Accepted (implemented).

Date

2026-04-27

Context

AMQ is the local message transport for agent sessions. Higher-level tools such as team launchers, task boards, and workflow adapters sit above AMQ and need to discover routing state, store layer-owned metadata, and show users the command AMQ would run.

That boundary is important:

  • AMQ owns mailbox layout, delivery, session routing, cross-project routing, replies, receipts, presence, and operational diagnostics.
  • Layers own team composition, roles, task decomposition, launch UX, restore UX, project-specific rules, and workflow policy.

The current implicit integration points are too fragile for external layers:

  • amq env --json is useful but not documented as a stable machine contract.
  • Layers that write metadata under AMQ-owned mailbox directories can collide with future AMQ files or cleanup logic.
  • Layers that explain routes must reimplement AMQ's root, session, project, and peer routing rules.
  • Sending from a setup terminal to another session still lacks a clean way to stamp the source session before the sender process is inside coop exec.

Decision

AMQ provides four small, additive surfaces for layer interoperability:

  1. A versioned amq env --json v1 contract.
  2. Reserved extension metadata directories plus a passive manifest convention.
  3. A structured amq route explain --json command.
  4. Explicit amq send --from-session support for pre-boot cross-session sends.

AMQ will not become team-aware. It will not read layer-specific files such as team.json, infer persona rosters, or run extension hooks.

amq env --json v1

amq env --json is a stable machine-readable contract for scripts and layers. Existing keys remain compatible. New keys are additive, and consumers must ignore unknown fields.

All v1 fields are always present. Optional or unconfigured values render as empty strings ("") for string fields and empty objects ({}) for object fields. in_session is always true or false.

The v1 output includes:

Field Type Meaning
schema_version integer JSON contract version. Current value: 1.
amq_version string AMQ CLI version that produced the response.
root string Resolved active queue root. In a session, this is the session root.

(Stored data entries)
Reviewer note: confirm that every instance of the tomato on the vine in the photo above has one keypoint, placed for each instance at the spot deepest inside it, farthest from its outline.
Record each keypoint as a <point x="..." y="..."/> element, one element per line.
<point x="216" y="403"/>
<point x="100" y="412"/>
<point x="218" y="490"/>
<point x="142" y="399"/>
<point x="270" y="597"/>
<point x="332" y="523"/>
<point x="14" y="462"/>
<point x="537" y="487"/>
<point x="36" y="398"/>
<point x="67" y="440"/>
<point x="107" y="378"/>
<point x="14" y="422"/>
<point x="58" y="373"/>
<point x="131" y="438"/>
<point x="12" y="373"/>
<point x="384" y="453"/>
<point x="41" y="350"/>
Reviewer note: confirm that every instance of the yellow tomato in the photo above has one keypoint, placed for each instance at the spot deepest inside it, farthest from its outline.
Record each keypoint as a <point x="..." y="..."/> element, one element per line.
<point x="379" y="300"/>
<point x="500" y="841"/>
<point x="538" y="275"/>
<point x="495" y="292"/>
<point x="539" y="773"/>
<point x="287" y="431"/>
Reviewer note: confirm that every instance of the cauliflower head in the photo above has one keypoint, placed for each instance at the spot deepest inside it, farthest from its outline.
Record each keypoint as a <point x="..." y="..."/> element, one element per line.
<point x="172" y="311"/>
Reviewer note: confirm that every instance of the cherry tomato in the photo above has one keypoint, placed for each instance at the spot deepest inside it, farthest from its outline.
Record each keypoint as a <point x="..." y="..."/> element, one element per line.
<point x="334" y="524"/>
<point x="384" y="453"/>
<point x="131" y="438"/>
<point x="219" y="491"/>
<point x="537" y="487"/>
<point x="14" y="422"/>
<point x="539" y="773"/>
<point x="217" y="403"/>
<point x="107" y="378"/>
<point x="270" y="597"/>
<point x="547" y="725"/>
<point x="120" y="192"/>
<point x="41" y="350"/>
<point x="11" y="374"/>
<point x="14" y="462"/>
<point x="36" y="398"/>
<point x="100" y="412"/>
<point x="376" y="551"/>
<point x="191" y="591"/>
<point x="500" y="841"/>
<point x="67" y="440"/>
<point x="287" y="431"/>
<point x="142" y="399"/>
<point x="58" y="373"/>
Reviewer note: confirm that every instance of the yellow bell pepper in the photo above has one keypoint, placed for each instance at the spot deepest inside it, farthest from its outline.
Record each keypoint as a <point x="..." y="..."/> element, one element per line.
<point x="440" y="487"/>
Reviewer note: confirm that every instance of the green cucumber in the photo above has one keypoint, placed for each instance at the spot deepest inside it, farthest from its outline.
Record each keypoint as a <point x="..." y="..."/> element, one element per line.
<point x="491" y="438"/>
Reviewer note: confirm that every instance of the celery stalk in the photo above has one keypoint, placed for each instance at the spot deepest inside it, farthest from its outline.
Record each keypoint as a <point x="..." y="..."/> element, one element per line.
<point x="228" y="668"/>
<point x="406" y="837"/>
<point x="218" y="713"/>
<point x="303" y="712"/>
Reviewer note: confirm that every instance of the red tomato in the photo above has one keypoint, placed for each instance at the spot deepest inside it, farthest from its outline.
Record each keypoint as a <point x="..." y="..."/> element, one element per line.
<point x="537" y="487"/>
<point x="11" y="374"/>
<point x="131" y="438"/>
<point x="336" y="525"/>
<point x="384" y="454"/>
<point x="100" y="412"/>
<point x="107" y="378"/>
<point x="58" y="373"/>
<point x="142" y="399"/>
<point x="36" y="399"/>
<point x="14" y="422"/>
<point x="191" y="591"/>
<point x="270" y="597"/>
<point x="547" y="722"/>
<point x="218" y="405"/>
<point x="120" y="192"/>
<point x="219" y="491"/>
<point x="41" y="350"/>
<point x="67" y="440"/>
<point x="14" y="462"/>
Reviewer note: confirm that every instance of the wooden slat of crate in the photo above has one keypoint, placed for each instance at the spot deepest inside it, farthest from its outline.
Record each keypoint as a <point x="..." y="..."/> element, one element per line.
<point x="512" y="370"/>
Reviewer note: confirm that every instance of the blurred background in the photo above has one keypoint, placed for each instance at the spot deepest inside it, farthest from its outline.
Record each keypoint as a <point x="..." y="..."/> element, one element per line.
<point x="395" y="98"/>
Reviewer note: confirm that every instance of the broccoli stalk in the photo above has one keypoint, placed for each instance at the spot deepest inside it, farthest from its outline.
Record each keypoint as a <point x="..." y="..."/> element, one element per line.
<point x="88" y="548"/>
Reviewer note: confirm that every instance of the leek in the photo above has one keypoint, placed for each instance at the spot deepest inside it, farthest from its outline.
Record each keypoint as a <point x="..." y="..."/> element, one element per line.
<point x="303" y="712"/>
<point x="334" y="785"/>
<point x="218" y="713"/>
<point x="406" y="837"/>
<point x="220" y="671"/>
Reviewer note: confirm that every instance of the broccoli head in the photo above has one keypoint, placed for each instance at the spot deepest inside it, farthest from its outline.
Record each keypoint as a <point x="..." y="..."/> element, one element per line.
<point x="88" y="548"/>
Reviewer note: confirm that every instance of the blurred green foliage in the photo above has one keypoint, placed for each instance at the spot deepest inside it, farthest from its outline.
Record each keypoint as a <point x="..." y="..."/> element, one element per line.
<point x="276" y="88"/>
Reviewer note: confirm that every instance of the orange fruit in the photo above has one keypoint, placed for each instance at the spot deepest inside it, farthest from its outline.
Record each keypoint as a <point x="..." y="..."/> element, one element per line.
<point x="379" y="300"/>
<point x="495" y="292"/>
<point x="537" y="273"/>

▶ Explore the material
1. In the AMQ layer-interoperability decision, what value does an optional or unconfigured string field take in the amq env --json v1 output?
2. According to the AMQ layer-interoperability decision, why is a reserved location for layer metadata needed instead of letting layers write into AMQ's mailbox directories?
3. Resume the AMQ layer-interoperability decision after its final line.

▶ Answers by item number
1. An empty string ("").

2. Layers that write metadata under AMQ-owned mailbox directories can collide with future AMQ files or with AMQ's cleanup logic. Reserved extension metadata directories give layers their own space, so this collision risk goes away.

3.
base_root string Base queue root when known, for example .agent-mail. Empty when unknown.
session_name string Current session name when root is a session root. Empty outside a session.
in_session boolean True when root is classified as a session root.
me string Resolved and validated sender handle.
project string Project identity from .amqrc, or its documented fallback when available.
root_source string Source used to resolve root, for diagnostics.
peers object Peer project map from .amqrc, when configured. Values are resolved absolute base-root paths.

Allowed root_source values are:

  • flag
  • env
  • project_amqrc
  • global_env
  • global_amqrc
  • auto_detect

Example:

{
  "schema_version": 1,
  "amq_version": "0.33.0",
  "root": "/repo/.agent-mail/cto",
  "base_root": "/repo/.agent-mail",
  "session_name": "cto",
  "in_session": true,
  "me": "cto",
  "project": "app",
  "root_source": "project_amqrc",
  "peers": {
    "infra": "/Users/me/src/infra/.agent-mail"
  }
}

Layer guidance:

  • Use me from this response rather than re-validating divergent identity rules.
  • Use base_root, session_name, and in_session instead of inferring session state from path shape.
  • Use peers directly; relative peer paths from .amqrc are resolved against the .amqrc directory before they appear in this response.

Extension Metadata Directories

AMQ reserves extension-owned directories so layers can store metadata without writing into AMQ's own mailbox namespace.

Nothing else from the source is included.